_GIVEN EXERCISE:_
Recast the material below as a JSON list of strings, one string per line, leaving out blank lines and any pictures.

_RECORDS FOR PROCESSING:_
..............................

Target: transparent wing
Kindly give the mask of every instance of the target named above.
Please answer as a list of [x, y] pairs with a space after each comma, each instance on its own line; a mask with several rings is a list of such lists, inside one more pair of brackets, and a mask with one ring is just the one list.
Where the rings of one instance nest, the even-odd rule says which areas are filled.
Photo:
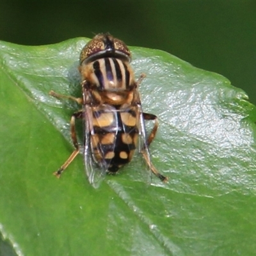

..............................

_FINAL RESULT:_
[
  "Target: transparent wing",
  "Kindly give the mask of every instance of the target named above.",
  "Please answer as a list of [x, y] pairs with a space after each comma, each instance on its own line; a mask with several rings is a list of such lists, inside one more pair of brackets, and a mask with one ring is just the one list.",
  "Where the rings of one instance nest, the even-odd rule says which areas are filled.",
  "Photo:"
]